◆ Material for this exercise

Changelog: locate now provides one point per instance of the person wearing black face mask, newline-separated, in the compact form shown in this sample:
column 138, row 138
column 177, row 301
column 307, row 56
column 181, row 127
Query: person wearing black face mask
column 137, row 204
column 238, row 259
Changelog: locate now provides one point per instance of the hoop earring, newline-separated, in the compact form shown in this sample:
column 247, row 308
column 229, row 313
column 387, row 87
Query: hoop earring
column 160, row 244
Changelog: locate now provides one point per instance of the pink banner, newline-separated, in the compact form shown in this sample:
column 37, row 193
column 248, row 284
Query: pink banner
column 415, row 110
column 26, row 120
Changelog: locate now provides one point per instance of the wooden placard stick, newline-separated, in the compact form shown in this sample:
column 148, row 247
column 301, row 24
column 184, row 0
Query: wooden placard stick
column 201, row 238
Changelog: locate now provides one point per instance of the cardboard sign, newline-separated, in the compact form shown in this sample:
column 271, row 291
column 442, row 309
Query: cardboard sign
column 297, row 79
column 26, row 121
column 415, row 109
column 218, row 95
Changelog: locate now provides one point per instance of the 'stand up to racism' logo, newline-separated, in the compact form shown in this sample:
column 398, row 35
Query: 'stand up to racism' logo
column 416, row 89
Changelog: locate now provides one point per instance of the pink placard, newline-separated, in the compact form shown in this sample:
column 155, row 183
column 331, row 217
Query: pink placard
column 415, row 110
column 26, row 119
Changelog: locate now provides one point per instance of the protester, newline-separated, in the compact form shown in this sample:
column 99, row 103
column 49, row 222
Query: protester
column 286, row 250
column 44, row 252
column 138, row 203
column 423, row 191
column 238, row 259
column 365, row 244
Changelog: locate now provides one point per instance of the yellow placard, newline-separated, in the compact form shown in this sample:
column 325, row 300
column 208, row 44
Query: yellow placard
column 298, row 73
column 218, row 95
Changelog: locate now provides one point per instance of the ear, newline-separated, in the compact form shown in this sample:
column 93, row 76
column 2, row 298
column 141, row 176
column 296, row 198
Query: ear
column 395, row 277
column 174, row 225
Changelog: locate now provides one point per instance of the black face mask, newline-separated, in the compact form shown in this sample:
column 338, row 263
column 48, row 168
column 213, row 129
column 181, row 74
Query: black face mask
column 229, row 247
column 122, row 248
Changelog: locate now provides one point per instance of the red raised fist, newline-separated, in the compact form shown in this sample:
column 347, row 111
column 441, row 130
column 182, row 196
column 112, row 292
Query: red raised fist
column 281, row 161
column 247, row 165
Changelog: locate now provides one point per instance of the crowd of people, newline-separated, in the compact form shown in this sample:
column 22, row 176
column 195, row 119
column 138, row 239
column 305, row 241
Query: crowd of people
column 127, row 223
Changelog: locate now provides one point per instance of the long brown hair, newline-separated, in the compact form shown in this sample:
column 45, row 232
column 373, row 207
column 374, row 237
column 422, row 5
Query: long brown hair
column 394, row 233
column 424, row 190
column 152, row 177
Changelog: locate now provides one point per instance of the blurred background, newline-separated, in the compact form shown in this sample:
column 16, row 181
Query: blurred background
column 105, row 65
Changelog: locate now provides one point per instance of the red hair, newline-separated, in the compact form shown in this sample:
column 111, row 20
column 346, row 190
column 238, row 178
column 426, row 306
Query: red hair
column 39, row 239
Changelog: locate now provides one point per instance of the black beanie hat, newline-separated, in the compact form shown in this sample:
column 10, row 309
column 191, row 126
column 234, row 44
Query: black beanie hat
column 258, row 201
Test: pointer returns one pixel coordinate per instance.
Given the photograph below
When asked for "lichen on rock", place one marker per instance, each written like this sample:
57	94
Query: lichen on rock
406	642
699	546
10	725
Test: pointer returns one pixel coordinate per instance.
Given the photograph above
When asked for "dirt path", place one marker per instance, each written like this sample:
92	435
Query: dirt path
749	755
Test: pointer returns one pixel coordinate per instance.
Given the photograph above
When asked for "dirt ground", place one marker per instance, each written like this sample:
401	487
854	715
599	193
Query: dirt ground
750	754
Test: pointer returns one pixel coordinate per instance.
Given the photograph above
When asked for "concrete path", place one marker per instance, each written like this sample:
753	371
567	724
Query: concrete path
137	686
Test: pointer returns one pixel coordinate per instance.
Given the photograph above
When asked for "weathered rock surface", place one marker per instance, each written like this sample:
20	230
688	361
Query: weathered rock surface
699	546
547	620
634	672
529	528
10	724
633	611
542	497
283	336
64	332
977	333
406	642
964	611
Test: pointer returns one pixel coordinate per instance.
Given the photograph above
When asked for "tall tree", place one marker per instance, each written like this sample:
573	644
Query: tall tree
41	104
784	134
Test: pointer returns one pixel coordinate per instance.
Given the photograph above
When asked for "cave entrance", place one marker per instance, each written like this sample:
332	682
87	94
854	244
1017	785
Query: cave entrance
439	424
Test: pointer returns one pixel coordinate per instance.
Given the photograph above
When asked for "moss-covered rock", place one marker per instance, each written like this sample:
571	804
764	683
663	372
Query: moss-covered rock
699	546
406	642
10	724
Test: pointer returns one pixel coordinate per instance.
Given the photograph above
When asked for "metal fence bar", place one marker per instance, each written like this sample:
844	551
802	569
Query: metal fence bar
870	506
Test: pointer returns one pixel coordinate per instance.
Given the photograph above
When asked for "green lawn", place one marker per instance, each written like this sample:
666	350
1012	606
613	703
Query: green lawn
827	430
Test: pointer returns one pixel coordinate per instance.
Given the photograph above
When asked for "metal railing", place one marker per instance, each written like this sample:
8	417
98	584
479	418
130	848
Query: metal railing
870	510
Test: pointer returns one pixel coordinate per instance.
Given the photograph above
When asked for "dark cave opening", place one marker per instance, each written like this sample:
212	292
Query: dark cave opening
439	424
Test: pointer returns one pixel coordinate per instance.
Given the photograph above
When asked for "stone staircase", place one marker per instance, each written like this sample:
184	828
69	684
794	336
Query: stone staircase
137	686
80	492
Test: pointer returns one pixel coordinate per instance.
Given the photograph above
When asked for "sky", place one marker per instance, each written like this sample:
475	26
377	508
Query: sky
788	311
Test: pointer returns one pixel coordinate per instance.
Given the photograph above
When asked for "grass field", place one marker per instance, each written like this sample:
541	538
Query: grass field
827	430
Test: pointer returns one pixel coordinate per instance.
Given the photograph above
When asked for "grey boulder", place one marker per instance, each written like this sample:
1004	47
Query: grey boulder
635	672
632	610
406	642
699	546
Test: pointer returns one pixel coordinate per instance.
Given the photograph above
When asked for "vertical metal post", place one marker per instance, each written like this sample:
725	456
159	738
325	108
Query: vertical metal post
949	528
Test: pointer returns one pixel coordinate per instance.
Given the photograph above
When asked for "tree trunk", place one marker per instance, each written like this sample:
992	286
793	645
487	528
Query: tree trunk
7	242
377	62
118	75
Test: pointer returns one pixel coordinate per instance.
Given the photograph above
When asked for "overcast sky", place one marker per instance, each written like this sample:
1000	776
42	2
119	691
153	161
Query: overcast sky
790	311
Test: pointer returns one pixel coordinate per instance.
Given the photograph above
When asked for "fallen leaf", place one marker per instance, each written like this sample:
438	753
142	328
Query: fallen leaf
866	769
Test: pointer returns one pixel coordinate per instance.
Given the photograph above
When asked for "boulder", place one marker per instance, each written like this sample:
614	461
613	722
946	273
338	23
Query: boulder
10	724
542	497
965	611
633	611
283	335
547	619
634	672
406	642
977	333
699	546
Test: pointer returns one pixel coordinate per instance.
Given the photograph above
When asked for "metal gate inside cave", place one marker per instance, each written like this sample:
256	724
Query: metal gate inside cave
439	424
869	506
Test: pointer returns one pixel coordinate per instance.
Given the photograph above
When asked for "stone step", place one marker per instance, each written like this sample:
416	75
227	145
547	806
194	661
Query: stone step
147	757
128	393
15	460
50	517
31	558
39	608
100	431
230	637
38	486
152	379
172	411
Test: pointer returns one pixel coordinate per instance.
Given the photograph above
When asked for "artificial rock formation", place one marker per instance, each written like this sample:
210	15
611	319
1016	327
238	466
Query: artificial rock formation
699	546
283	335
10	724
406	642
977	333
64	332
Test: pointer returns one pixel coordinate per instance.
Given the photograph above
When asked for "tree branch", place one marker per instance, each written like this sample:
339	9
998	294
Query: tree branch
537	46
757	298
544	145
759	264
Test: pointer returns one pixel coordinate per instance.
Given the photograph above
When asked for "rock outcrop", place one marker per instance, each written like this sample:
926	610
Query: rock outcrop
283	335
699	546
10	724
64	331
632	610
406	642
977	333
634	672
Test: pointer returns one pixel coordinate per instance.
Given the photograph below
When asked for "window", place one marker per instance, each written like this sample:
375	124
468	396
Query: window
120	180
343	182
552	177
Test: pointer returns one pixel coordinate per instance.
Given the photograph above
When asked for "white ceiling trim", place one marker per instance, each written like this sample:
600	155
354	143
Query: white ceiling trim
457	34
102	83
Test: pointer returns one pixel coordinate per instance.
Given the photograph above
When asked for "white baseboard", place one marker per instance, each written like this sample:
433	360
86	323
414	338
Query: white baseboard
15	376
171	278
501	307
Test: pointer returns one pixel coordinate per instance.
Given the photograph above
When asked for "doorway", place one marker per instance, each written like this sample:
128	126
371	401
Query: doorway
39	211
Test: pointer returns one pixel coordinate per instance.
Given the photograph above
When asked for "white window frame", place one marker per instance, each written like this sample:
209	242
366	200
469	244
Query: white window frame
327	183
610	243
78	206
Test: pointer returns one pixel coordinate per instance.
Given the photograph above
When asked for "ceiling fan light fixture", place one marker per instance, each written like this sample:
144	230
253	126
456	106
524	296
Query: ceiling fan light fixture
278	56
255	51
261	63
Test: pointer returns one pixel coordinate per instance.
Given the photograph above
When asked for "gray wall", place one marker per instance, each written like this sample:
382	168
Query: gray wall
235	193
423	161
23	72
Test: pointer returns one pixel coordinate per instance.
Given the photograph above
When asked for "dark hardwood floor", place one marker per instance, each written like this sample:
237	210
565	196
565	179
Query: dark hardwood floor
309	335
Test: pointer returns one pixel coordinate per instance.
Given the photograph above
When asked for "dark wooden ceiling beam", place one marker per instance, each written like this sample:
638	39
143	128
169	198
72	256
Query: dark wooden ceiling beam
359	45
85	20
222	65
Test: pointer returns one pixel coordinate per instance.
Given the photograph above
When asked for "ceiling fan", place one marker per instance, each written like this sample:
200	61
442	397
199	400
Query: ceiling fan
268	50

◆ Try it
In the listing above, find the line containing "the red raised" and the line containing "column 426, row 306", then repeat those two lines and everything between them exactly.

◆ Result
Changelog: locate now provides one point per instance of the red raised fist, newline-separated, in the compact form shown in this sample:
column 347, row 111
column 441, row 130
column 182, row 196
column 112, row 292
Query: red raised fist
column 281, row 161
column 247, row 165
Changelog: locate now provides one point per instance of the crowd of people, newline-separated, in the compact form shown in this sample:
column 22, row 176
column 195, row 119
column 138, row 239
column 305, row 241
Query: crowd of people
column 127, row 223
Changelog: locate now provides one point per instance of the long brown hair, newline-separated, in the compact form shown in this sample:
column 45, row 232
column 373, row 207
column 374, row 237
column 422, row 5
Query: long brown hair
column 394, row 233
column 424, row 190
column 152, row 177
Changelog: locate now provides one point per instance of the blurred background, newline-separated, in the compact form shown in this sample:
column 16, row 181
Query: blurred background
column 105, row 65
Changelog: locate now provides one point per instance of the red hair, newline-separated, in the compact form shown in this sample:
column 111, row 20
column 346, row 190
column 238, row 178
column 426, row 306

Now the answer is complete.